:: Document section ::

AUDIENCE: We add both that is Millicent either a protagonist or a villain and [INAUDIBLE].
MARK SEIFTER: Yeah, she. Turns out to be a girl. So that's exactly right. We heard that we need to add-- we need to add an AND node, which also has an OR node at the bottom of it, because this is a little bit of a complicated rule. So we have an AND node. So we have an AND node. And the first thing on the AND node is Millicent is a protagonist or Millicent is a villain.
And the second thing on the AND node is Millicent is ambitious. Actually, that is the second thing on the AND node. I hope that's what I said. All right, the second thing on the AND node is Millicent is ambitious. So here's our handy little tree. Now this is where it's important, as I said, we're doing a depth first search.
We're going down along the left branch. So where do you think we're going to go next on this tree?
AUDIENCE: [INAUDIBLE]
MARK SEIFTER: Not quite. That's a good guess. You didn't say we're trying to prove m is a protagonist on the right branch, which is a very common mistake. What do you do?
AUDIENCE: You should go down to see if there's a consequence for m is-- Millicent is a protagonist.
MARK SEIFTER: Which one of the two Millicent is a protagonist do we want to look at? Yeah, the farthest down left. That's right. So you guys will learn depth for search on Monday, at which point it will become much clearer what I'm saying. But yeah, you always follow the left branch as far down as you can. Then you take the right branch of that same branch that you followed.
Great, so we're going to try to find that Millicent is a protagonist. What do we do first? Everyone? Check assertion, yes. Is it in there? No, it's not. OK. So, therefore we're going to try to find a rule as we heard about whether Millicent is a protagonist. So, all the way in the back? All the way in the back, is there a rule that matches?
AUDIENCE: [INAUDIBLE]
MARK SEIFTER: That matches in its consequent that Millicent is a protagonist.
AUDIENCE: Um, there is a rule.
MARK SEIFTER: OK. Well, let's give it a try. Which one?
AUDIENCE: One.

:::
:: Given data ::

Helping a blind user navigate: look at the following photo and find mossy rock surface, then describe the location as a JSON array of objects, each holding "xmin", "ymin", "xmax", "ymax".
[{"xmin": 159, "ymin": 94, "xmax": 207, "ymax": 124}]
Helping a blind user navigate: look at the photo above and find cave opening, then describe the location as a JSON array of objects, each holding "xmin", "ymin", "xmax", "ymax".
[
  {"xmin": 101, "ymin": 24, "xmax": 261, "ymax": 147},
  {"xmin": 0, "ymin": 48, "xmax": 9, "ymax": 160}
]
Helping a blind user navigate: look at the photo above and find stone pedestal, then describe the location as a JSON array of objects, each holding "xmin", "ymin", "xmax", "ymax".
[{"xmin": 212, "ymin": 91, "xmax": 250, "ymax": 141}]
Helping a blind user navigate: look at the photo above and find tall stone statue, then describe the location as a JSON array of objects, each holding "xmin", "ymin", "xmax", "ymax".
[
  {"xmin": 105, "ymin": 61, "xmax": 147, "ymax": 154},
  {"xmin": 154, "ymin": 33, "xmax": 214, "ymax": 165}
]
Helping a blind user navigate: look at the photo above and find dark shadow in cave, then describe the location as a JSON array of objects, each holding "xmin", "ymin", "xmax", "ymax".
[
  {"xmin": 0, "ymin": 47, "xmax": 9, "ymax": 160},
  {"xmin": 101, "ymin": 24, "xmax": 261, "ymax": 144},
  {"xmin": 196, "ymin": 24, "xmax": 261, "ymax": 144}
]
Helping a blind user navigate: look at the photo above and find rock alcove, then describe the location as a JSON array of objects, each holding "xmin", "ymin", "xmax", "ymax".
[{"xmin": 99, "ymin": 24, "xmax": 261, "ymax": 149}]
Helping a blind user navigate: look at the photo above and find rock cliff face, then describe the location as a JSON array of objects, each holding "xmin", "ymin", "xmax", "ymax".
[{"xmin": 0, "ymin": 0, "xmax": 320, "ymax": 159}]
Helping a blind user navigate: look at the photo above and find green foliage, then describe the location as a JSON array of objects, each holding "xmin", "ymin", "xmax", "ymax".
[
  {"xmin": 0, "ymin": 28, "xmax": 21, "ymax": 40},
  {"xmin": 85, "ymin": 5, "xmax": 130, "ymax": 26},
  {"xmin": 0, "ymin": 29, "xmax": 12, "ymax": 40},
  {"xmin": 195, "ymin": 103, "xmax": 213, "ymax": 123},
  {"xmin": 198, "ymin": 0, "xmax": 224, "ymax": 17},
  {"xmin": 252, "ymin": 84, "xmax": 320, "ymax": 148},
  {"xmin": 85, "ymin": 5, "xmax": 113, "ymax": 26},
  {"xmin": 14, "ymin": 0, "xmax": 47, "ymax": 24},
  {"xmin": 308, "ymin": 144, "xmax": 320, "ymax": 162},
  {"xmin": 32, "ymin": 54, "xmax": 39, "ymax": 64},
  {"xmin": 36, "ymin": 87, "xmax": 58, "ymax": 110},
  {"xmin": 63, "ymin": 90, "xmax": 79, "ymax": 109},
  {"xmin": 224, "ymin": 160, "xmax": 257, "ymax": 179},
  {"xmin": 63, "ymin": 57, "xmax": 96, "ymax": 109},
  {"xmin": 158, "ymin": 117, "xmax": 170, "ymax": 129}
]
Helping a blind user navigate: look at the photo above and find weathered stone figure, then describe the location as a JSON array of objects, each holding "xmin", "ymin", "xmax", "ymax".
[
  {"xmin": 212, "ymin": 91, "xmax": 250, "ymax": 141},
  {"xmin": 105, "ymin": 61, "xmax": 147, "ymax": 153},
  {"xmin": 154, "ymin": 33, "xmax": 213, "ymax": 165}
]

:::

_What you need to do_. Transcribe the lecture transcript from "Great, so we're" up to and including "consequent that Millicent is a protagonist.".

_Exercise answer_.
Great, so we're going to try to find that Millicent is a protagonist. What do we do first? Everyone? Check assertion, yes. Is it in there? No, it's not. OK. So, therefore we're going to try to find a rule as we heard about whether Millicent is a protagonist. So, all the way in the back? All the way in the back, is there a rule that matches?
AUDIENCE: [INAUDIBLE]
MARK SEIFTER: That matches in its consequent that Millicent is a protagonist.